USING THE INFORMATION:
A. State whether each statement agrees with the GP interview, answering yes or no and quoting the deciding words: (i) the GP interviewed says his own surgery lacks enough doctors; (ii) he says the crisis is particularly acute because of an emphasis on moving care out of hospitals; (iii) the statistics put to him say GPs are meant to see 25 patients a day.
B. Pick up the GP interview from its final line and write how it continues.

8:51am 20th January 2018

Are our GPs in crisis?

We ask a Weymouth GP for his thoughts. dr jon orrell


Wessex: There are national stories at the moment about overworked GPs. Is it a geographical issue, with the situation worse in some areas? And is it something that you're experiencing in your day-to-day work?

Dr Jon Orrell: There is a national crisis in General Practice. It's coming at two ends: we're not getting enough new GPs joining the profession, and there's a lot of older GPs who would've carried on working retiring early, so there is a workforce crisis. It's particularly acute because there's a big emphasis to move care out of hospitals, but that does require a fully-staffed general practice, which we haven't got.

W: What do you think of the statistics this week - that GPs are meant to see 25 patients a day, but it's actually more like 41 on average, with some seeing 70+ patients, which is well above what's classed as working at a safe level?

JO: We're quite lucky in our surgery in that we're fully doctored, but I know other practices in the town are struggling quite a lot because they haven't got enough doctors recruited, so we're mirroring the issue across the nation. 

"It's a culture of tick-boxes...it's very demoralising.

"GPs are running long surgeries, staying late and working for hours when they get home to keep up with paperwork."


W: One of the reasons cited for GPs retiring early is because they're 'burning out' - would you say that's fair?

Collected data:
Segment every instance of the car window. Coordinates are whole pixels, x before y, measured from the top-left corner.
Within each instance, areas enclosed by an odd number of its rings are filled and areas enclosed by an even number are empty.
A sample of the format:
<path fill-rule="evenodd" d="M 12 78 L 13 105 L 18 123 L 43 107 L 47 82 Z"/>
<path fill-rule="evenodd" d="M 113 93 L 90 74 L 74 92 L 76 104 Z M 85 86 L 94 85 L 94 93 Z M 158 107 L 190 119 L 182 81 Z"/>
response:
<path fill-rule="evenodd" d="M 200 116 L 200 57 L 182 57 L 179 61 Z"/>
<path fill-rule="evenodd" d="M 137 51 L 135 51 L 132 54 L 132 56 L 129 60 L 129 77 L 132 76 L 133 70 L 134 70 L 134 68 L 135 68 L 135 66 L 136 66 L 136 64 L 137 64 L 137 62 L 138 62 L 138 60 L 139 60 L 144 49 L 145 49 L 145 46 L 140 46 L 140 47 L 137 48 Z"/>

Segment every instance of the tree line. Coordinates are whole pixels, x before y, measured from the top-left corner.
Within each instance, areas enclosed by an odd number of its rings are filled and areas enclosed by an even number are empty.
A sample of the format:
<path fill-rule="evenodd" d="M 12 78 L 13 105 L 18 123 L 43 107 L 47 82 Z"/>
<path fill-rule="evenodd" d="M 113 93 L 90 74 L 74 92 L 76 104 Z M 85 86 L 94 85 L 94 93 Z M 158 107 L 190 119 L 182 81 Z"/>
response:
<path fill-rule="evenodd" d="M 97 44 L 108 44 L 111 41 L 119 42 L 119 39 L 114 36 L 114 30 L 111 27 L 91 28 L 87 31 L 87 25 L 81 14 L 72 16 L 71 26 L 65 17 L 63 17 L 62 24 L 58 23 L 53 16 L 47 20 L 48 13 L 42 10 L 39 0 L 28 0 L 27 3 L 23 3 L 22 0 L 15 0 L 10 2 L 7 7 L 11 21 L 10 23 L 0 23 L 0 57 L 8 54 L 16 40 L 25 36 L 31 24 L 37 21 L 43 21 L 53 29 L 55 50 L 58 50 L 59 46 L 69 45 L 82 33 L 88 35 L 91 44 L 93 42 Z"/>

YOUR RESPONSES:
A.
(i) No: "We're quite lucky in our surgery in that we're fully doctored"
(ii) Yes: "It's particularly acute because there's a big emphasis to move care out of hospitals"
(iii) Yes: "GPs are meant to see 25 patients a day"

B.
JO: It is. And it's a shame. I think some of the problem is the additional bureaucracy that's crept in in the last ten years. Doctors like seeing patients and if we could carry on just looking after patients we'd be quite happy, but now there's a whole raft of extra organisations which have been brought in to oversee us and undertake inspections - which is all done with the best of motives and with good intentions. The sad result though is that it distracts doctors from looking after sick people and into ticking boxes on computers, and doctors get fed up and retire.

W: That echoes the reason many teachers give for leaving their profession…

JO: Yes; and police too - it's just a culture of tick-boxes and not trusting people to be professionals. Most people like teachers, doctors and nurses go into it because they're highly motivated and want to do their job. To not be trusted and to have to prove every second of the day that you are doing your job is very demoralising.

W: For GPs who are feeling overworked, presumably it's not only bad for them and their own health and happiness, but also for their patients too?

JO: Yes. In the practices I know that are struggling locally, the doctors are having to go in and do massively long surgeries; they're staying late into the evening trying to keep up with paperwork, and then when they get home, still working for several hours to keep on top of results and reports, and they just can't do it - the end result is they end up going off sick, which then magnifies the strain on the practices. Across the country there's one practice a week which is going under and folding because of the pressures.

"The problems are recruitment and retention.

"Doctors get fed up and retire & less younger GPs are entering the profession."


W: What needs to be done? Is there a solution to the problem?

JO: There is: solutions are easing the burden of over-regulation and also making it more attractive for younger GPs to enter the profession. We need work at both ends, because that's where the problems are: recruitment and retention.


Dr Orrell is a GP at the Royal Crescent surgery in Weymouth and Green party councillor.